SHORT PROBLEM:
Please copy out the whole listing below, line for line, without changing a single word.
##### LISTING #####
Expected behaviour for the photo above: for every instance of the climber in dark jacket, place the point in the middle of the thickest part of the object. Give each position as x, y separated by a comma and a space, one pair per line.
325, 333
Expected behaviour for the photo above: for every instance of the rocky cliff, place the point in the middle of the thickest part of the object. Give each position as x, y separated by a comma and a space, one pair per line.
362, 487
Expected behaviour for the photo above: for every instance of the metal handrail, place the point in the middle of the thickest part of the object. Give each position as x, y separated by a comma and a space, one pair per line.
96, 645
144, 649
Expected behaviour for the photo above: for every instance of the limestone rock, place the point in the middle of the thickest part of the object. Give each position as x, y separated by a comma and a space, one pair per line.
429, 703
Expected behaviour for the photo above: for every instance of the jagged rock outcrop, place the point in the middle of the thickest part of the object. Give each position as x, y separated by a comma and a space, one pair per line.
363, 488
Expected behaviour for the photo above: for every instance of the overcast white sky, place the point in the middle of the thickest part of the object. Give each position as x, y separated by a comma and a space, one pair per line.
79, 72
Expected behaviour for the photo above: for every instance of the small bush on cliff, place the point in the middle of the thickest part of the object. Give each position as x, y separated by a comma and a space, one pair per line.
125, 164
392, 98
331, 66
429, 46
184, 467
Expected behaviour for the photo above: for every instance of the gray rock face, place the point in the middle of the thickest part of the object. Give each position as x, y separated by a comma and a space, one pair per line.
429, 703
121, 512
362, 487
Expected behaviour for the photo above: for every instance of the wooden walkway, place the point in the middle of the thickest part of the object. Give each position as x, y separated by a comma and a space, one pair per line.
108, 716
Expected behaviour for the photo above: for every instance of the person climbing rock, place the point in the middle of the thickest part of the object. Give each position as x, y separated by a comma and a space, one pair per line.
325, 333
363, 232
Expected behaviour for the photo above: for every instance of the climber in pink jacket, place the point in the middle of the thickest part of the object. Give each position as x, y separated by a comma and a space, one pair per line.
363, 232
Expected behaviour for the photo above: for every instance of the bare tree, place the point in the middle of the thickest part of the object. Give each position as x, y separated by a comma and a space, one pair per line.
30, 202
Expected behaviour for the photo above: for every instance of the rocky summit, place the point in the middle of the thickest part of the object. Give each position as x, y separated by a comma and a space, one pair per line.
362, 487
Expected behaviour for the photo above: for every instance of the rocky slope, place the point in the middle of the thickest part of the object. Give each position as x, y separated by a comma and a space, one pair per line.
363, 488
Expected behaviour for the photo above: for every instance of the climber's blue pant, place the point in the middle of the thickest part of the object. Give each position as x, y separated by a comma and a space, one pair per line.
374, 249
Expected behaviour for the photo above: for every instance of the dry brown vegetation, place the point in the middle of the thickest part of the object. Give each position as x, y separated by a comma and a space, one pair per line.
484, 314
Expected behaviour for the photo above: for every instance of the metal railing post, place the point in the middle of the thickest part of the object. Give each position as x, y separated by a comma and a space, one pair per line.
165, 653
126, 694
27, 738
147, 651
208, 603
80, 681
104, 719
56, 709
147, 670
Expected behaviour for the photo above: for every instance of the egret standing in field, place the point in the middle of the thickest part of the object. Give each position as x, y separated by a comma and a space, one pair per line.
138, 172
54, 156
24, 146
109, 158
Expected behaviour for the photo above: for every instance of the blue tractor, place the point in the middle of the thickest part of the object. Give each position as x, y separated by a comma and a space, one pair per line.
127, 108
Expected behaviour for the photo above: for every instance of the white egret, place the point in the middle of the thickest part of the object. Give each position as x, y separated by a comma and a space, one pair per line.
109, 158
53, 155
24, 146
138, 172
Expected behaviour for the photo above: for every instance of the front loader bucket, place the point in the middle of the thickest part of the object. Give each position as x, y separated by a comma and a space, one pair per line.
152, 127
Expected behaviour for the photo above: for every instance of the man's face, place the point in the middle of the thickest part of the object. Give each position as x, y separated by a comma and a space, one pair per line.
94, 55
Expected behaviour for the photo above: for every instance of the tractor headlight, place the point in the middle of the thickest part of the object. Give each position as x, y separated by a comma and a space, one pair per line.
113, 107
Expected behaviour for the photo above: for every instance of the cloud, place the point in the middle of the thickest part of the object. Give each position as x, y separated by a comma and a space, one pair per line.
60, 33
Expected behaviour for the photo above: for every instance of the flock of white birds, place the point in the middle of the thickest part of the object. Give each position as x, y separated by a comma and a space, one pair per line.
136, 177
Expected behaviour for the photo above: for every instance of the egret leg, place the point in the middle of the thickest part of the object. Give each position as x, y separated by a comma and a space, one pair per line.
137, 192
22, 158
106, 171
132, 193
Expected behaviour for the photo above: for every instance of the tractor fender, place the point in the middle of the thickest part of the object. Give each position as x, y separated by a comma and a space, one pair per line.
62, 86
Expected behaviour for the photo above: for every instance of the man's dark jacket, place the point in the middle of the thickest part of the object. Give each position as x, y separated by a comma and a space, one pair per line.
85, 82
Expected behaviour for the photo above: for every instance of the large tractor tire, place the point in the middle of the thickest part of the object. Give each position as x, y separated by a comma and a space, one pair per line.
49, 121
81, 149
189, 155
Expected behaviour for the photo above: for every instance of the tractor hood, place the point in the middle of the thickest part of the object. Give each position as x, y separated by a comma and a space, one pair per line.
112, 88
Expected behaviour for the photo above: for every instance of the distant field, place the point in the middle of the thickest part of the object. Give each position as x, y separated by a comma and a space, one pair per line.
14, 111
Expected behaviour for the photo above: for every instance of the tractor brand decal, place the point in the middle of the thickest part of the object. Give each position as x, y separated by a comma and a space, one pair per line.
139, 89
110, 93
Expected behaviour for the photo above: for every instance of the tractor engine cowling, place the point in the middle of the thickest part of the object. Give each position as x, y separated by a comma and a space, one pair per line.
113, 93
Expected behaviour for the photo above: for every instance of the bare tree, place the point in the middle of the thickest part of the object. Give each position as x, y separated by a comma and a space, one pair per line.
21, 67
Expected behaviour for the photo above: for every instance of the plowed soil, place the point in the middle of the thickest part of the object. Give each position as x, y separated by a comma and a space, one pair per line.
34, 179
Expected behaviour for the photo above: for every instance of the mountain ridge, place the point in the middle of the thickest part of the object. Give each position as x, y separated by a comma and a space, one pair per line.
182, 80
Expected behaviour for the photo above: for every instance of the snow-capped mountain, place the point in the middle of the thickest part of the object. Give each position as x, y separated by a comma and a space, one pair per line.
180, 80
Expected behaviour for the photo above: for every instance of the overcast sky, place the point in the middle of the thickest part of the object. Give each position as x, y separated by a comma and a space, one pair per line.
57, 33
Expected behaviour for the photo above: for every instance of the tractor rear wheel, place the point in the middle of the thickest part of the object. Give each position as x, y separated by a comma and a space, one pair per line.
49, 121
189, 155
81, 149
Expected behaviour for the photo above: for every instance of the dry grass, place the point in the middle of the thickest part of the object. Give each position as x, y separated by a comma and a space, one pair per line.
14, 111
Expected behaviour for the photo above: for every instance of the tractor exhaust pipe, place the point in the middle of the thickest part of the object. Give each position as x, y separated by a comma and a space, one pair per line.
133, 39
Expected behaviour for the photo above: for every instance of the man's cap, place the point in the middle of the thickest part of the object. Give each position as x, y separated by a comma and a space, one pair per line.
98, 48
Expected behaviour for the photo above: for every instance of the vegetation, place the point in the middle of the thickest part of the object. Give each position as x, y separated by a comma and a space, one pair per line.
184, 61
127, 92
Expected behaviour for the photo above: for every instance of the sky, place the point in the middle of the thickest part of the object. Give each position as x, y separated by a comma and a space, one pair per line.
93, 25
#####
SOLUTION:
Expected behaviour for the photo above: for every instance of the climber in dark jacket, place the point in the middle of the thickest part of the object. Give each position as x, y separated by a comma and a space, one pair per line.
325, 333
Expected behaviour for the photo above: for every instance of the rocky cliff, place the point in the middle of the thickest part of the object. Give each position as x, y separated by a comma and a space, one pair per line.
362, 487
Expected behaviour for the photo above: for every instance of the metal handrail, place the point in the middle of the thickest part of the object. Give each position as x, y separated by a comma and a space, one pair per line.
96, 645
144, 649
Expected behaviour for the photo above: for every instance of the limestone rock, place the point in the middle of the thickest part of the object. Give each position as x, y separated by a comma and a space, one pair per line.
429, 703
Expected behaviour for the photo above: for every instance of the jagged rock outcrop, place the point in the middle of the thickest part of the object. Give each position as x, y separated by a comma and a space, one pair per line.
363, 488
Expected behaviour for the photo above: for every instance of the overcast white sky, place the point in the middle of the thickest part of the object. Give each position as x, y separated by a comma and a space, one pair per line.
79, 72
Expected behaviour for the photo above: for every instance of the small bush on cliff, place the point in the middle of the thickest part of the object. Give each position as x, y separated by a comma and a space, one pair per line.
125, 164
392, 98
331, 66
429, 46
184, 467
Expected behaviour for the photo above: for every instance of the gray rock face, place the point in the middle of the thickest part of the object. Give each position as x, y separated by a comma and a space, one pair per line.
429, 703
121, 512
362, 487
Expected behaviour for the photo above: for every instance of the wooden walkway, place the point in the middle of the thickest part of the object. Give each position as x, y separated by a comma and a space, one pair per line.
108, 716
Expected behaviour for the photo above: for every instance of the person climbing rock, place the point in the middle of the thickest part of the object. Give each position as x, y separated by a comma and a space, one pair per line.
325, 333
363, 232
Expected behaviour for the photo above: for every instance of the climber in pink jacket, place the point in the middle of the thickest part of the object. Give each position as x, y separated by a comma and a space, one pair per line.
363, 232
Expected behaviour for the photo above: for every instance of the bare tree, place the point in the middle of the thickest part of the object. Give each position as x, y separated by a comma and a space, one pair per line.
30, 202
Expected behaviour for the photo above: for every instance of the rocky summit, place the point in the middle of the thickest part of the object. Give each position as x, y separated by a comma and a space, one pair per line.
362, 487
Expected behaviour for the photo above: for every instance of the rocky slope, place the point in the middle of the thickest part of the object. Give each position as x, y separated by a comma and a space, one pair per line.
363, 488
Expected behaviour for the photo above: for every instance of the climber's blue pant, place the point in the middle of the thickest part of the object. Give each position as x, y separated by a comma and a space, one pair per line.
374, 249
Expected behaviour for the photo above: for every instance of the dry brown vegetation, place the point in the middle of the thickest part of the object. Give each position as x, y separated by a comma and a space, one pair per line.
484, 314
Expected behaviour for the photo above: for every instance of the metal railing post, place the point in the middle of the thickest part of the object. Give each position as x, y separated by a comma and a space, one pair per line.
165, 653
126, 694
27, 738
147, 651
208, 603
80, 681
104, 719
56, 709
147, 670
Expected behaviour for the photo above: for every instance of the egret standing in field, place the point in the middle of the thickest part of the object. Give each position as x, y separated by a comma and a space, one pair per line.
138, 172
54, 156
24, 146
109, 158
Expected behaviour for the photo above: for every instance of the blue tractor, place the point in the middle of the thickest part of the object. Give each position as x, y separated by a comma and a space, one pair per line.
127, 108
Expected behaviour for the photo above: for every instance of the white egret, place the point in the middle of the thickest part of the object. Give each position as x, y separated by a comma and a space, one pair per line.
109, 158
53, 155
24, 146
138, 172
Expected behaviour for the photo above: for every instance of the front loader bucket, place the point in the middle of the thickest part of the object. Give each position as x, y separated by a comma and a space, one pair per line.
152, 127
Expected behaviour for the photo above: for every instance of the man's face, place the point in the middle of the thickest part of the object. Give each position as x, y separated by a comma and a space, one pair per line.
94, 55
Expected behaviour for the photo above: for every instance of the tractor headlight, place the point in the middle of the thickest part of the object. Give each position as x, y separated by a comma and a space, one pair per line.
113, 107
Expected behaviour for the photo above: for every instance of the cloud, place the point in the middle of the thickest part of the object. Give each position as x, y separated by a comma and a space, one pair per line.
60, 33
Expected behaviour for the photo above: for every instance of the flock of white birds, place the point in the middle of the thickest part of the object. Give each position as x, y separated by a comma and a space, one pair per line.
136, 177
Expected behaviour for the photo above: for every instance of the egret leg, place the point in the middle of the thickest part of the object. Give each position as x, y separated by a comma and a space, one pair per line.
137, 192
22, 158
106, 171
132, 193
Expected behaviour for the photo above: for every instance of the tractor fender, place the point in the middle of the thickest part of the object. Give each position as x, y separated by a comma and a space, one pair per line.
62, 86
Expected behaviour for the photo above: for every instance of the man's dark jacket, place the point in the middle of the thickest part of the object. Give each position as x, y separated by a comma and a space, one pair per line.
85, 82
Expected behaviour for the photo above: for every instance of the large tractor tire, place the point in the middle of the thickest part of the object. Give each position as x, y separated by a comma and a space, one pair per line.
49, 121
81, 149
189, 155
Expected behaviour for the photo above: for every instance of the tractor hood, place the point in the middle of the thickest part of the object. Give each position as x, y separated by a comma and a space, one pair per line.
112, 88
Expected behaviour for the photo above: for every instance of the distant field, place the point in the middle of the thickest part of the object. Give each position as x, y separated by a comma and a space, one pair per line.
14, 111
Expected behaviour for the photo above: for every instance of the tractor brand decal, place the point in the middle of the thickest part of the object. Give each position as x, y separated by a comma and a space, one pair per line.
139, 89
110, 93
Expected behaviour for the photo above: for every instance of the tractor engine cowling, place the point in the middle of the thickest part of the object. Give each position as x, y separated by a comma and a space, one pair per line.
113, 93
Expected behaviour for the photo above: for every instance of the bare tree, place the point in the middle of the thickest part of the object. Give each position as x, y separated by a comma and a space, one pair per line.
21, 67
Expected behaviour for the photo above: for every instance of the plowed soil, place the point in the middle of the thickest part of the object. Give each position as x, y separated by a comma and a space, one pair per line.
34, 179
Expected behaviour for the photo above: for every instance of the mountain ridge, place the point in the middle of the thickest part of the object. Give each position as x, y separated by a comma and a space, one pair per line.
182, 80
Expected behaviour for the photo above: for every instance of the snow-capped mountain, place the point in the middle of the thickest part of the object. Give each position as x, y separated by a comma and a space, one pair per line.
180, 80
Expected behaviour for the photo above: for every instance of the overcast sky, place the point in the middle of the thickest part of the object. Give each position as x, y separated by a comma and a space, one pair per line.
57, 33
Expected behaviour for the photo above: for every instance of the tractor rear wheel, place the point in the middle of the thickest part of the object. Give each position as x, y separated by a comma and a space, one pair per line.
49, 121
189, 155
81, 149
Expected behaviour for the photo above: for every instance of the dry grass, place the point in the middle of the thickest part of the object. Give each position as x, y separated by a comma and a space, one pair per line.
14, 111
Expected behaviour for the photo above: for every instance of the tractor exhaust pipe, place the point in the middle of the thickest part of the object. Give each position as x, y separated by a comma and a space, one pair per line.
133, 39
Expected behaviour for the photo above: for every instance of the man's cap, place the point in the middle of the thickest part of the object. Give each position as x, y separated by a comma and a space, one pair per line.
98, 48
Expected behaviour for the photo above: for every instance of the vegetation, place the point in the middle of the thickest part of the object. Give each position as x, y separated by a comma and a space, one pair per line.
184, 61
127, 92
Expected behaviour for the photo above: for every instance of the sky, place the point in the middle of the thickest part of the object. Give each position as x, y separated by a comma and a space, one pair per line.
93, 25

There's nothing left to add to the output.